Pointing entries for named objects
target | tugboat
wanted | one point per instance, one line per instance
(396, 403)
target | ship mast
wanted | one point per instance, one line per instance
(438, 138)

# Objective:
Please write out every line of the data above again, requests included, shifting each coordinate in the answers by -144.

# In response:
target | tugboat
wanted | one point per instance, one line per instance
(252, 259)
target | ship mast
wanted | one point per instance, one line per instance
(294, -6)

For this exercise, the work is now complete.